Segment Start: Data to examine

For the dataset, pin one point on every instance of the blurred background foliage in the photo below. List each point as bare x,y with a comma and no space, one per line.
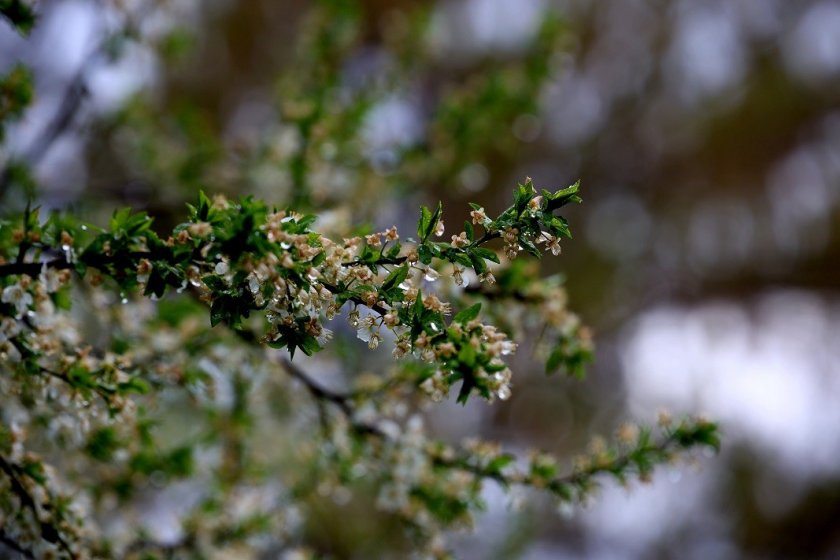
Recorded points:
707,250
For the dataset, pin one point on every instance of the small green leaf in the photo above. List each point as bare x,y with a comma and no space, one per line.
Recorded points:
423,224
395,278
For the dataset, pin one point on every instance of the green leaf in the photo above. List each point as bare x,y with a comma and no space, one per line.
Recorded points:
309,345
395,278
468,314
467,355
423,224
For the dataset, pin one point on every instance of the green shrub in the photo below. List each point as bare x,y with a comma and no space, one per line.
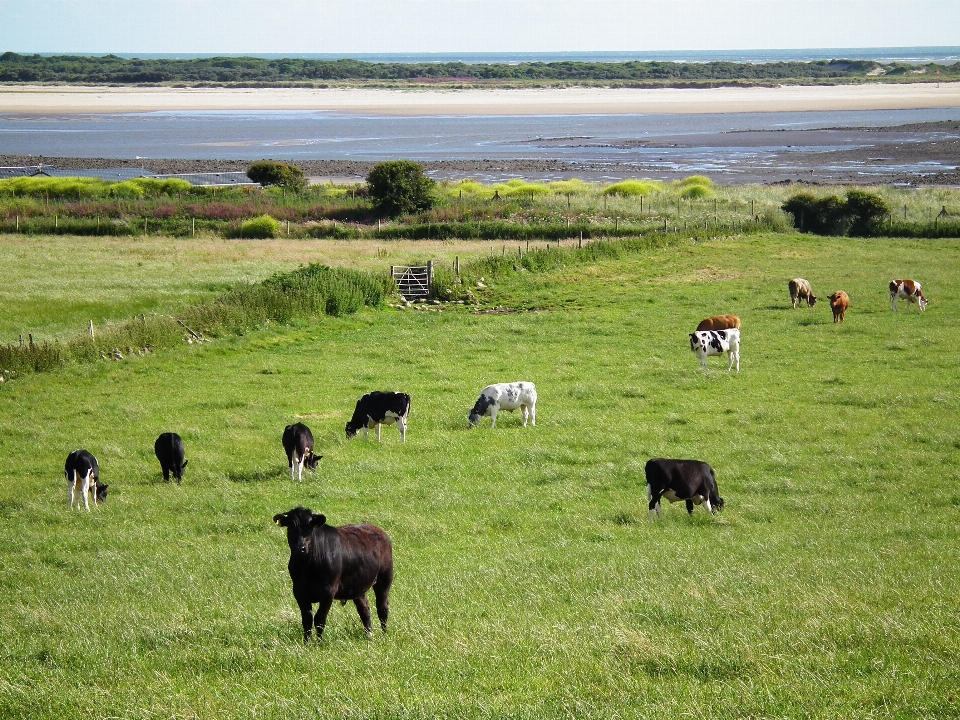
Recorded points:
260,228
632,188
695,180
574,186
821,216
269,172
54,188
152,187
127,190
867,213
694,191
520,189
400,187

Segment End: Data to examine
Segment Start: Data to examine

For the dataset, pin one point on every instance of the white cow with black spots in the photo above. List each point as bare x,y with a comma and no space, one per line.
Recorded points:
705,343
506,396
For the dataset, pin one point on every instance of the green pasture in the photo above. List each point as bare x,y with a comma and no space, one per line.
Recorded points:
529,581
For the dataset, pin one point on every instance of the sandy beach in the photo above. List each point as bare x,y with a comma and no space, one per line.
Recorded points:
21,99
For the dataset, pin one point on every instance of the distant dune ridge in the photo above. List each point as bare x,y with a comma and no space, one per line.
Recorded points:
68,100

Segment End: Data to examine

#### [Work item]
Go back to the lines above and output, exactly as they stand, the ones from the line containing "of the blurred" to the line containing "the green leaf". Leave all pictures behind.

#### [Exercise solution]
For the dataset, pin one point on every instance of the blurred background foliage in the photo below. List each point as bare x,y with a comma and no space, one per line.
Recorded points:
707,250
For the dataset, pin one point on every instance of the small green leaf in the photo above. List each point as bare x,y with a comma and no space, one per line.
Recorded points:
423,224
395,278
For the dataset, pin one point on every instance of the green leaf in the photo above. List each point as bare x,y with a comma and no space, one per line.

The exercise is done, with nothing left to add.